__Stated problem__. Copy all of the records below verbatim, every line unchanged.

__Task material__.
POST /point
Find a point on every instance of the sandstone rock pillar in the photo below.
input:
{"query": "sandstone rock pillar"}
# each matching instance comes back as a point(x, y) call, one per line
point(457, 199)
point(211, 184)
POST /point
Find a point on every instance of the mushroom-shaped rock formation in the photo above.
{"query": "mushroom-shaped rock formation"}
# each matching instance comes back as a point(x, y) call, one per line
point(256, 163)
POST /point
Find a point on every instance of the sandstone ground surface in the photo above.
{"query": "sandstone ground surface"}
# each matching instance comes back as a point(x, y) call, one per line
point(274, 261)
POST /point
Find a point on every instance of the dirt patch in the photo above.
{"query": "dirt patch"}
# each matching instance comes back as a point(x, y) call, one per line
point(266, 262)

__Task answer__.
POST /point
Find a point on every instance of the sandstone rock pillar in the photo below.
input:
{"query": "sandstone rock pillar"}
# each matching instance comes back as a point(x, y) call, one per line
point(457, 199)
point(211, 184)
POST /point
Find a point on every instance of the mushroom-shaped rock formation in the photo above.
{"query": "mushroom-shaped rock formation"}
# each matching instance comes back as a point(x, y) call, one per line
point(256, 163)
POST /point
Find a point on every instance of the sandstone ground surface in the photo above.
{"query": "sandstone ground surface"}
# each matching instance comes back as a point(x, y) call, one per line
point(274, 261)
POST /point
Find a point on every instance of the dirt patch in the photo above.
{"query": "dirt patch"}
# each matching instance comes back as a point(x, y) call, one per line
point(266, 262)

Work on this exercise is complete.